>> Begin PAGE EXCERPT

17 Vt. 470 | Vt. | 1845
The opinion of the court was delivered by
The rules of pleading, in the action of account, were correctly laid down, we think, in the case of Bishop v. Baldwin, 14 Vt. 145.. If the rule there laid down admits of any farther qualification, than the exception there named, it does not now occur to us. It is there said, that “ what may be pleaded in bar must be so pleaded,” and that “ all defences, which might be pleaded in bar, if not pleaded.are considered as waived,” — which are only identical propositions in different terms. It is there determined that the judgment to acccount establishes all the facts in the declaration, except the defendant’s being in arrear. See Taylor v. Page, Cro. Car. 116, as fully confirming the rule laid down in Bishop v. Baldwin.

>> End PAGE EXCERPT

• [DIRECTIVE] Please set down the passage of the court opinion above from "17 Vt. 470 |" to "Bishop v. Baldwin.", word for word.

>> Begin EXTRACTED RECORDS

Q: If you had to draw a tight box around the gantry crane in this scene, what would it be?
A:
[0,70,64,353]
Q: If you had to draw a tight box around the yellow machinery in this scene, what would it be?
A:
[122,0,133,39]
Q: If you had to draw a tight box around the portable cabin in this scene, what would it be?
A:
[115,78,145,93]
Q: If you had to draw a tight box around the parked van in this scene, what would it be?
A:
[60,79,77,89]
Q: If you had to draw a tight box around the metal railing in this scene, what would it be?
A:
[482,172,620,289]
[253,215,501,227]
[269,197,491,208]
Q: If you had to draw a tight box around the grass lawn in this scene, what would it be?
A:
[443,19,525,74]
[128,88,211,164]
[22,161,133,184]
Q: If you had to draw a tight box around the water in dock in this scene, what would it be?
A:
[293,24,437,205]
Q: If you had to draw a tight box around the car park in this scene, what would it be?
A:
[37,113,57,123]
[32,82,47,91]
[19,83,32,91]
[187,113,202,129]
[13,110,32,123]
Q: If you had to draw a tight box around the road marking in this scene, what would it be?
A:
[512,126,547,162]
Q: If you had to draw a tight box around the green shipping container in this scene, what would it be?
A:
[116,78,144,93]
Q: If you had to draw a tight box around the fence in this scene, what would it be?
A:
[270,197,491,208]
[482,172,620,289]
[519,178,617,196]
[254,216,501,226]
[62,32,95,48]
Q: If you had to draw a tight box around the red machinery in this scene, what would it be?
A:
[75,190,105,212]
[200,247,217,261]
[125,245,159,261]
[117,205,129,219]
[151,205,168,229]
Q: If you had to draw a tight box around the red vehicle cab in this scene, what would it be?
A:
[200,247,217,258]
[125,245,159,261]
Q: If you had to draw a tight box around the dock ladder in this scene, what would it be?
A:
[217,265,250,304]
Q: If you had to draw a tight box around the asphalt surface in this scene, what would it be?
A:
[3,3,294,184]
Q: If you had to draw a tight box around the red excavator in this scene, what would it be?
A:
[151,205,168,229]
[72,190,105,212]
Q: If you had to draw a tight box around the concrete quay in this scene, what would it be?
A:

>> End EXTRACTED RECORDS

• [SOLUTION]
17 Vt. 470 | Vt. | 1845
The opinion of the court was delivered by
The rules of pleading, in the action of account, were correctly laid down, we think, in the case of Bishop v. Baldwin, 14 Vt. 145.. If the rule there laid down admits of any farther qualification, than the exception there named, it does not now occur to us. It is there said, that “ what may be pleaded in bar must be so pleaded,” and that “ all defences, which might be pleaded in bar, if not pleaded.are considered as waived,” — which are only identical propositions in different terms. It is there determined that the judgment to acccount establishes all the facts in the declaration, except the defendant’s being in arrear. See Taylor v. Page, Cro. Car. 116, as fully confirming the rule laid down in Bishop v. Baldwin.